# Start of Data in this exercise
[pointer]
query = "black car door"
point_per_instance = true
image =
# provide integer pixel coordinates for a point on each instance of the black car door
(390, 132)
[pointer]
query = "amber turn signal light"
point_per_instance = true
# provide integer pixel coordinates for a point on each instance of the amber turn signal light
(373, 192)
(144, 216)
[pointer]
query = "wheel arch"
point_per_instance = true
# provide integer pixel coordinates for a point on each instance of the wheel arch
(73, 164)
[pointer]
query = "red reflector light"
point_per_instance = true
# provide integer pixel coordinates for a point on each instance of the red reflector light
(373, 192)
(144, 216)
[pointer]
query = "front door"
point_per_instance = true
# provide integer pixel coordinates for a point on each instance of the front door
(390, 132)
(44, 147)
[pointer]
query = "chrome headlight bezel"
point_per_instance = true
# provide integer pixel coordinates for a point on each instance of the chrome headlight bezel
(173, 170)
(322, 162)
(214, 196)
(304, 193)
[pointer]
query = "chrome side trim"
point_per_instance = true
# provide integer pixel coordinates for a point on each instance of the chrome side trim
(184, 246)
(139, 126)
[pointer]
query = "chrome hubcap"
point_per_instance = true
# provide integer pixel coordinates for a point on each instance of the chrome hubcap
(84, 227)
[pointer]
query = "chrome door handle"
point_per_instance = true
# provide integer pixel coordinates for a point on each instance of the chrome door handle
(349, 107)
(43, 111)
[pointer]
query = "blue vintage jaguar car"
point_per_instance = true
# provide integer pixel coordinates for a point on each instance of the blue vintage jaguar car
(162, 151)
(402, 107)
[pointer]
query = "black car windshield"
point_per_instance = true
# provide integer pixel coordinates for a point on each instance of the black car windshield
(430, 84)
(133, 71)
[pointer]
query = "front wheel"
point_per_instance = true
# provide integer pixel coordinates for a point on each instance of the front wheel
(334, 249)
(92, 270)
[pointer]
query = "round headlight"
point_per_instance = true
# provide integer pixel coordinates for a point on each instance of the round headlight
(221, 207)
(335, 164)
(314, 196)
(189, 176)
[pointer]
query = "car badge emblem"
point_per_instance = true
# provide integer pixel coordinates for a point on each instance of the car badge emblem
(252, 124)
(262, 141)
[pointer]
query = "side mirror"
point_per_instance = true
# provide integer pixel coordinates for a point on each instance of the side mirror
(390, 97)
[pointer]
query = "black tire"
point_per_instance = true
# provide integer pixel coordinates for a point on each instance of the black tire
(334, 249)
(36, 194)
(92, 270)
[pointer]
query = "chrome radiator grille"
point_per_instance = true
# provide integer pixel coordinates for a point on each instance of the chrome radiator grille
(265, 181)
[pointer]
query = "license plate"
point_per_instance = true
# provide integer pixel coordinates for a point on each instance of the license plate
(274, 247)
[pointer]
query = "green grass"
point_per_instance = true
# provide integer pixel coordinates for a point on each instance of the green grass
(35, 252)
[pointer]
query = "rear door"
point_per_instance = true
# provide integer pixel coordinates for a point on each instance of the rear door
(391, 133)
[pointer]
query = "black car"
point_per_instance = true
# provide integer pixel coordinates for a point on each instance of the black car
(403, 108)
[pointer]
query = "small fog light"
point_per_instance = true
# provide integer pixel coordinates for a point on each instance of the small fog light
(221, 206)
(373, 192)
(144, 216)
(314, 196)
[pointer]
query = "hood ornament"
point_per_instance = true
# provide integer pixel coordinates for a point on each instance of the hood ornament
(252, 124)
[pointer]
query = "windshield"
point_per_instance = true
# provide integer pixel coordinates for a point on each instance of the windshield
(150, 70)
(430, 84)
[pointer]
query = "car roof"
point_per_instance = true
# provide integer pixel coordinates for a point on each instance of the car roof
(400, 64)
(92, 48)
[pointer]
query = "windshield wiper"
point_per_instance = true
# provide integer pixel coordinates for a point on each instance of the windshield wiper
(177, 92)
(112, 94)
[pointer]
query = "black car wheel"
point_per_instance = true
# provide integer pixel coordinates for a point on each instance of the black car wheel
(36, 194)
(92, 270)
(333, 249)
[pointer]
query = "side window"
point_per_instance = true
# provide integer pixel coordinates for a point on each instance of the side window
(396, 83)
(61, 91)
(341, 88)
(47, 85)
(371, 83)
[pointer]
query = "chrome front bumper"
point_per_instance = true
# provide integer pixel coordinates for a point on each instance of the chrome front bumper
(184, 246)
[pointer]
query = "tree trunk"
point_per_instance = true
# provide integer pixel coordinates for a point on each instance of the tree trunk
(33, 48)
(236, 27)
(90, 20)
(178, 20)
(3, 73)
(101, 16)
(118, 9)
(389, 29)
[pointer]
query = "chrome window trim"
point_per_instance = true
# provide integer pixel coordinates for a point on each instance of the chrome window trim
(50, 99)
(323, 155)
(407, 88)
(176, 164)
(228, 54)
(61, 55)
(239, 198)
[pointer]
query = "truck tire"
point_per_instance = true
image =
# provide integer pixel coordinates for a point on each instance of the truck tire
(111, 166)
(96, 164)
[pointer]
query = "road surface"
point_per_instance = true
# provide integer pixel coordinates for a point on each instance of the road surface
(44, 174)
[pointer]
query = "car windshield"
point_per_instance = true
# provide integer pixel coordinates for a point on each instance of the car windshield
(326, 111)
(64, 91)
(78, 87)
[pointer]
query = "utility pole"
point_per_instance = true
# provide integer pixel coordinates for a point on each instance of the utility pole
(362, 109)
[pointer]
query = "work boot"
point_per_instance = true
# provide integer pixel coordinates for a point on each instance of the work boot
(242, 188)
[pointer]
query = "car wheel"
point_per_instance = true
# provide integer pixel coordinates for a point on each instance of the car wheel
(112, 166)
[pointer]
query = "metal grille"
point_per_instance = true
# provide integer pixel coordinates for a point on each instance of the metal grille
# End of Data in this exercise
— Work to be completed —
Pull out each line of the items above that contains the string "wiper", counting only matches with the same capitalization.

— Worked answer —
query = "windshield wiper"
# provide integer pixel coordinates for a point on each instance of the windshield wiper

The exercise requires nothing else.